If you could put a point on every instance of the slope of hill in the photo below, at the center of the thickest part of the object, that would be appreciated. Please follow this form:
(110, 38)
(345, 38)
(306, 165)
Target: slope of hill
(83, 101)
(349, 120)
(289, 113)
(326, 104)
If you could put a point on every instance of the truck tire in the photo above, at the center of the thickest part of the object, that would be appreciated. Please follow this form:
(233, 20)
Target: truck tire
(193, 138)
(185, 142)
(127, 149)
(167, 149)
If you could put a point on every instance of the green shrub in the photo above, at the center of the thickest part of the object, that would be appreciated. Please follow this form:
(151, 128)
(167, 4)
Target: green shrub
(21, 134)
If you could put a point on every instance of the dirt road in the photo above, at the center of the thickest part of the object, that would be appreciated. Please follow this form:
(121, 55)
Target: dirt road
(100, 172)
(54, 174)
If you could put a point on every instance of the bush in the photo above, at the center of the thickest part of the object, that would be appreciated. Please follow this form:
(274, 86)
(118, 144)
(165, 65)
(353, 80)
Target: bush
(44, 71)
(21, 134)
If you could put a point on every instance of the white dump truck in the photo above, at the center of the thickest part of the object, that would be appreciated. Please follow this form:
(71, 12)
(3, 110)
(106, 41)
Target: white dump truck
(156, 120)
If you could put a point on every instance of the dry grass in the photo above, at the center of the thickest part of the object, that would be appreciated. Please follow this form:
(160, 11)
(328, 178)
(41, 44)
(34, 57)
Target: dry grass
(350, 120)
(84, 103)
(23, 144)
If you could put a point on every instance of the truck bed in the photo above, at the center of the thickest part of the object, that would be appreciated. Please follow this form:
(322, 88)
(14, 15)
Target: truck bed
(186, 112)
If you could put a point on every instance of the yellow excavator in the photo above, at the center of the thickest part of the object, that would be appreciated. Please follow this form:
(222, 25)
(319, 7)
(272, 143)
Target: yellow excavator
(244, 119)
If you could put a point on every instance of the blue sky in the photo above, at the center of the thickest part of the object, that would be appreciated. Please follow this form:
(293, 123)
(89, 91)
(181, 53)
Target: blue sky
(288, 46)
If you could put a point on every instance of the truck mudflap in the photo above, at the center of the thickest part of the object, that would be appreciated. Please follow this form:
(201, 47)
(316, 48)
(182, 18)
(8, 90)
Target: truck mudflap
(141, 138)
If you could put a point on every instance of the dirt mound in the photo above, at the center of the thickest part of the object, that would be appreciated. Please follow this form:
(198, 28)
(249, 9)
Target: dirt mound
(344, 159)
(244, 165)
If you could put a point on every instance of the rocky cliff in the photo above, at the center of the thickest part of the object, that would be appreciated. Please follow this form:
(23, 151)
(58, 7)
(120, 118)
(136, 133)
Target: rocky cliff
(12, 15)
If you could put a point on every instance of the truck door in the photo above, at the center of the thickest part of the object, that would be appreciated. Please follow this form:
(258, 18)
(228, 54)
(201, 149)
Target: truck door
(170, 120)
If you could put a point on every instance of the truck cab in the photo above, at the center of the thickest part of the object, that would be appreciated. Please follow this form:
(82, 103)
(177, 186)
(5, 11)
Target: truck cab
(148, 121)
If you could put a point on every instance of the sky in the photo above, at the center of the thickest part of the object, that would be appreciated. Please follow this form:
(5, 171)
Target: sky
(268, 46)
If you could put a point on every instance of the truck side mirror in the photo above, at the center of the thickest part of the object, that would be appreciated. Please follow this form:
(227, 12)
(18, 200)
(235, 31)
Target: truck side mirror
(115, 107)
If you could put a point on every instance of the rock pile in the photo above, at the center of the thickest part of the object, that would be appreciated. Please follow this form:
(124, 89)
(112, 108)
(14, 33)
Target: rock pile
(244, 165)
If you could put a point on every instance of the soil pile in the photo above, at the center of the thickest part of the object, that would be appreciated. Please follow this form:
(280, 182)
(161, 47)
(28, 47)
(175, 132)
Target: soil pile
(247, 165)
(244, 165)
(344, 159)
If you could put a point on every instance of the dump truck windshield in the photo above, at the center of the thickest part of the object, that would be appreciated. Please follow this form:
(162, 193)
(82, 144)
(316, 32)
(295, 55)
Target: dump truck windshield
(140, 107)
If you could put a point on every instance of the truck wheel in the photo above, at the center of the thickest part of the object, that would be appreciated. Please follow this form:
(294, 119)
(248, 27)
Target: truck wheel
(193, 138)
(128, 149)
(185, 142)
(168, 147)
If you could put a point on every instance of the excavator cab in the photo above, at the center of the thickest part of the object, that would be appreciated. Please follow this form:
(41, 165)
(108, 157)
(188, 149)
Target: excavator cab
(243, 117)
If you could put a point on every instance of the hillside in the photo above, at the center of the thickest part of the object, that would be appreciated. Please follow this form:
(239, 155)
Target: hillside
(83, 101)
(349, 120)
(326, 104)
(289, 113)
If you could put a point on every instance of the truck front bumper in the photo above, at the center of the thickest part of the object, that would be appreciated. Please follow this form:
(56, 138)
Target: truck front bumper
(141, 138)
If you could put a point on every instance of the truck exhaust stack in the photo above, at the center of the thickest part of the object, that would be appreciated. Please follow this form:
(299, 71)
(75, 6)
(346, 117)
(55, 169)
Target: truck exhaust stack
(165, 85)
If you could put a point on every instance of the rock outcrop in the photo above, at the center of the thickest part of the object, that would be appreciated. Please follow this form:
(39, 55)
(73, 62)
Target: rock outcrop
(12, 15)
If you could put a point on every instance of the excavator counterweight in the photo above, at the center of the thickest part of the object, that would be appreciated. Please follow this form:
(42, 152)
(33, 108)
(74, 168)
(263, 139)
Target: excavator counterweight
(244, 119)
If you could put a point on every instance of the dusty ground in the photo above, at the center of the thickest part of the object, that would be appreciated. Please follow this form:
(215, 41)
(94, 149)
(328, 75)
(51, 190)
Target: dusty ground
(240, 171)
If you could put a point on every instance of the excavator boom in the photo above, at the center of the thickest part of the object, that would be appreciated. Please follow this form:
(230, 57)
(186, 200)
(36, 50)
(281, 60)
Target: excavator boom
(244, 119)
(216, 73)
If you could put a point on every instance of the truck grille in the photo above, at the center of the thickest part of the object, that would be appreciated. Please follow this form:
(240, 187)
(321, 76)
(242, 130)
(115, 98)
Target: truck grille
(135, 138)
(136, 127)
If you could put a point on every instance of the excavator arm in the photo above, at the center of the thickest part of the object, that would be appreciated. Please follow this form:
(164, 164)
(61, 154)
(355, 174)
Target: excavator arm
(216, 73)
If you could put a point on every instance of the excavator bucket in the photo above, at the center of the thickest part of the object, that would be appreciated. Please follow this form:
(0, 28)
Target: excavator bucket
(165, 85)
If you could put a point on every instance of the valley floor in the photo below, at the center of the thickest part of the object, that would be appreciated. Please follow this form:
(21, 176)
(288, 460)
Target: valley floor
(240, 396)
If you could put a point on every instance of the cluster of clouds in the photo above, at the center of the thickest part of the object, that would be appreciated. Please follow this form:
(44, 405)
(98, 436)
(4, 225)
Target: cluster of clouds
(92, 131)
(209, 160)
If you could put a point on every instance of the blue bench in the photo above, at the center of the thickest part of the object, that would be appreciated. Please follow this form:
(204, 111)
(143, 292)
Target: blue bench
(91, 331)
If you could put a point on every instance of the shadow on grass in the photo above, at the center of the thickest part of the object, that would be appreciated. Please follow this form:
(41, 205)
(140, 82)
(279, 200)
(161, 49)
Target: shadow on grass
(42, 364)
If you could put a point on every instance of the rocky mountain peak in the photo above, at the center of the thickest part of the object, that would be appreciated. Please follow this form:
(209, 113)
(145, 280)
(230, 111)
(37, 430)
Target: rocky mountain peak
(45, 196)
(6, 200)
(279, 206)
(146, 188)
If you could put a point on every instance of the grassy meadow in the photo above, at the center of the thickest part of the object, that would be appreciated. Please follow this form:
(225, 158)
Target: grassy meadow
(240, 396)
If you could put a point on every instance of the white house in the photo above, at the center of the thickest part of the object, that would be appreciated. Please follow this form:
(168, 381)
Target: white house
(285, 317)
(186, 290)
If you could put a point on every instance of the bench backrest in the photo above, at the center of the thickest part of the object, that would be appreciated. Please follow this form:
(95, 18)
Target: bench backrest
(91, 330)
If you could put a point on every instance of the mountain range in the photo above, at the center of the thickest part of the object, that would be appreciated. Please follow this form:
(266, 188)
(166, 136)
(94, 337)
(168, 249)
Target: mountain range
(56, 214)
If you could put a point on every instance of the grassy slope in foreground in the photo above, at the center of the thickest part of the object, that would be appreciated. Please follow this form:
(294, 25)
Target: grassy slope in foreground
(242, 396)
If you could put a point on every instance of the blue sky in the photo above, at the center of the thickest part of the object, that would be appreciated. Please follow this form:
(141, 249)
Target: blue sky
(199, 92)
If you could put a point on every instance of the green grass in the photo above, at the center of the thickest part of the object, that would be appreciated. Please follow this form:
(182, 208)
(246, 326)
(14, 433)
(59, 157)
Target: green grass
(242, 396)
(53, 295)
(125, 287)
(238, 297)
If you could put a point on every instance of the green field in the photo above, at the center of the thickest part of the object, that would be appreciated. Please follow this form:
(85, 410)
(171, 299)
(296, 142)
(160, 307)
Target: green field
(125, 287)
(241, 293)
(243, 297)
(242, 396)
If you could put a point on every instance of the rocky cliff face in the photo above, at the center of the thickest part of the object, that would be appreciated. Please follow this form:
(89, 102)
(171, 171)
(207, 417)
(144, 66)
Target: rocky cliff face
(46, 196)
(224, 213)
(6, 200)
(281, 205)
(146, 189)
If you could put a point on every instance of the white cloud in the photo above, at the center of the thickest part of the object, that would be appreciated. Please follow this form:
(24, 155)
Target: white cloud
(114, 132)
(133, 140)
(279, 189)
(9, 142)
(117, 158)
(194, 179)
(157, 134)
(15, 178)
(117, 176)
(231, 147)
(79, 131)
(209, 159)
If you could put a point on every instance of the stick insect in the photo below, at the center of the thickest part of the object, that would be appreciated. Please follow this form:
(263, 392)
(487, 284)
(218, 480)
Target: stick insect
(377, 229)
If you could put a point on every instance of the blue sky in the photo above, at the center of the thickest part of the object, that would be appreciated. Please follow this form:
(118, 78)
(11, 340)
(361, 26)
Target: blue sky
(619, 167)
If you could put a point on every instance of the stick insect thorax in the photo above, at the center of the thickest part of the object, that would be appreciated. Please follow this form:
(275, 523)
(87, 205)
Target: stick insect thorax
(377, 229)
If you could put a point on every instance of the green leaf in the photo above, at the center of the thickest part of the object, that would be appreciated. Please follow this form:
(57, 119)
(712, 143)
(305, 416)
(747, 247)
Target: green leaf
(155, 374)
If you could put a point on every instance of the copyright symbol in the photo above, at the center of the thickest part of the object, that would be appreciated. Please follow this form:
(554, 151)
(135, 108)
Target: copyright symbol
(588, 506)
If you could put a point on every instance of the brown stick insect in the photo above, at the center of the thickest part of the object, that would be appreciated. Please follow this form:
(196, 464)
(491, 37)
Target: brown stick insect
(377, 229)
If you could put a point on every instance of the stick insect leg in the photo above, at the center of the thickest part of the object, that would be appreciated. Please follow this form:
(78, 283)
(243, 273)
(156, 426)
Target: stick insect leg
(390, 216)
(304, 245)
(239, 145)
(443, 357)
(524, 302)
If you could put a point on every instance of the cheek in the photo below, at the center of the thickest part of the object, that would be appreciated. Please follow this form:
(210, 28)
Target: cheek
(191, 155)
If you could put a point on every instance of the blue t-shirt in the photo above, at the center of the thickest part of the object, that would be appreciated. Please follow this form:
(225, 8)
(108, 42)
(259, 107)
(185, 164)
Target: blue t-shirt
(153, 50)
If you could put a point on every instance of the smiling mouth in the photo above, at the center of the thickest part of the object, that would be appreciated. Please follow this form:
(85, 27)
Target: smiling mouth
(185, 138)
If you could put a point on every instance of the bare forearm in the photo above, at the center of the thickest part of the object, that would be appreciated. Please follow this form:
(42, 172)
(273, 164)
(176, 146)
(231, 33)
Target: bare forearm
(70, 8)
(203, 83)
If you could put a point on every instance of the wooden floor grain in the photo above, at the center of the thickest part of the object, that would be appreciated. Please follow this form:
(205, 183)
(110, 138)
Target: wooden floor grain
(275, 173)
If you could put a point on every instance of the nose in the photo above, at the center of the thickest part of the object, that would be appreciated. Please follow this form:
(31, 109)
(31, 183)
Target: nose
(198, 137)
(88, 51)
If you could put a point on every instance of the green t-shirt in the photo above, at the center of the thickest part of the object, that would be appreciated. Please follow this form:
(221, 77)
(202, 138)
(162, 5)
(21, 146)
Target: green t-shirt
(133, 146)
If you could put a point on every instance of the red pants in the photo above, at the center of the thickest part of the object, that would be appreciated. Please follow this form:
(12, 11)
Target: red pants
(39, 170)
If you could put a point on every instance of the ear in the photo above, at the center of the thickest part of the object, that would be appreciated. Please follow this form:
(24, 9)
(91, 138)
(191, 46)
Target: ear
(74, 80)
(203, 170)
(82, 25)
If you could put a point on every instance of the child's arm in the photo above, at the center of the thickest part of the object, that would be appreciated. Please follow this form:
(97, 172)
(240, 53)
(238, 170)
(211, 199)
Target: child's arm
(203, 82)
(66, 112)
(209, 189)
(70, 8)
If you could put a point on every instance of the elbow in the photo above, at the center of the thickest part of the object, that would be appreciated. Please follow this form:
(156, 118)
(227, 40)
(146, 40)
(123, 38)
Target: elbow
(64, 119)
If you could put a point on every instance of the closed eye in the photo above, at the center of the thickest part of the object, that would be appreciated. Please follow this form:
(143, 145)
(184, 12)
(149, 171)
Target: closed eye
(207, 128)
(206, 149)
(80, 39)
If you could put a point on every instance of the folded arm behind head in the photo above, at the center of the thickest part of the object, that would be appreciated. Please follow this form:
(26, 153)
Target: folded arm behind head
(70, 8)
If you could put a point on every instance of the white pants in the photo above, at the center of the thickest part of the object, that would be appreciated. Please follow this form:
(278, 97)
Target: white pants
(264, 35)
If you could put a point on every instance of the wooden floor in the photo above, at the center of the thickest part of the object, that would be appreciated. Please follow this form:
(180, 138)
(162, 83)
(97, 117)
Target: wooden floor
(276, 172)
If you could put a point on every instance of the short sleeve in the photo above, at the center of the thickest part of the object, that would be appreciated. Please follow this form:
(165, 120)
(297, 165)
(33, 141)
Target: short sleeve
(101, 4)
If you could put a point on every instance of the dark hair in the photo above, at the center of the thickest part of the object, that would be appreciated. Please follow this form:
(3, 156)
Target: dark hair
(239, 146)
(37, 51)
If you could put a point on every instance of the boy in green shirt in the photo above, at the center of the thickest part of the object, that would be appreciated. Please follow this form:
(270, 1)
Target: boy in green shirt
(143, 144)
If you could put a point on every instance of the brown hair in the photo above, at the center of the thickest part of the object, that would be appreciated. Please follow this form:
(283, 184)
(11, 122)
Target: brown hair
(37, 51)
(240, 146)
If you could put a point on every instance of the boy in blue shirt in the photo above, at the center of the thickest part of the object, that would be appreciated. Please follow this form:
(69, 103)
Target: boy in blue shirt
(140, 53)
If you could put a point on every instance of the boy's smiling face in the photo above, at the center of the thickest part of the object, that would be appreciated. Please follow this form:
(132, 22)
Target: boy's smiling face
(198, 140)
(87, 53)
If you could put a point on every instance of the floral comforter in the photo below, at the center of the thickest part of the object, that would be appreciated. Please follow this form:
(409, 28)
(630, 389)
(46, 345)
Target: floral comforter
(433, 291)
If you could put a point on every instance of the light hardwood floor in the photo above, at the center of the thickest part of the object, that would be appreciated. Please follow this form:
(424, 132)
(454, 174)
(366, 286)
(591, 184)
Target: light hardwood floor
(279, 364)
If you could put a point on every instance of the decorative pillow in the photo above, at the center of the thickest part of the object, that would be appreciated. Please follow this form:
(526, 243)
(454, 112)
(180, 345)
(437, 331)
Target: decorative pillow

************

• [Description of the task] Using the material above, reproduce exactly the line that contains "of the light" and all lines after it through the last one, and only those.

• [Answer below]
If you could put a point on every instance of the light hardwood floor in the photo above, at the center of the thickest part of the object, that would be appreciated. Please follow this form:
(424, 132)
(454, 174)
(366, 286)
(591, 184)
Target: light hardwood floor
(279, 364)
If you could put a point on every instance of the decorative pillow in the photo above, at the center of the thickest part of the object, that would be appreciated. Please follow this form:
(526, 243)
(454, 112)
(180, 345)
(437, 331)
Target: decorative pillow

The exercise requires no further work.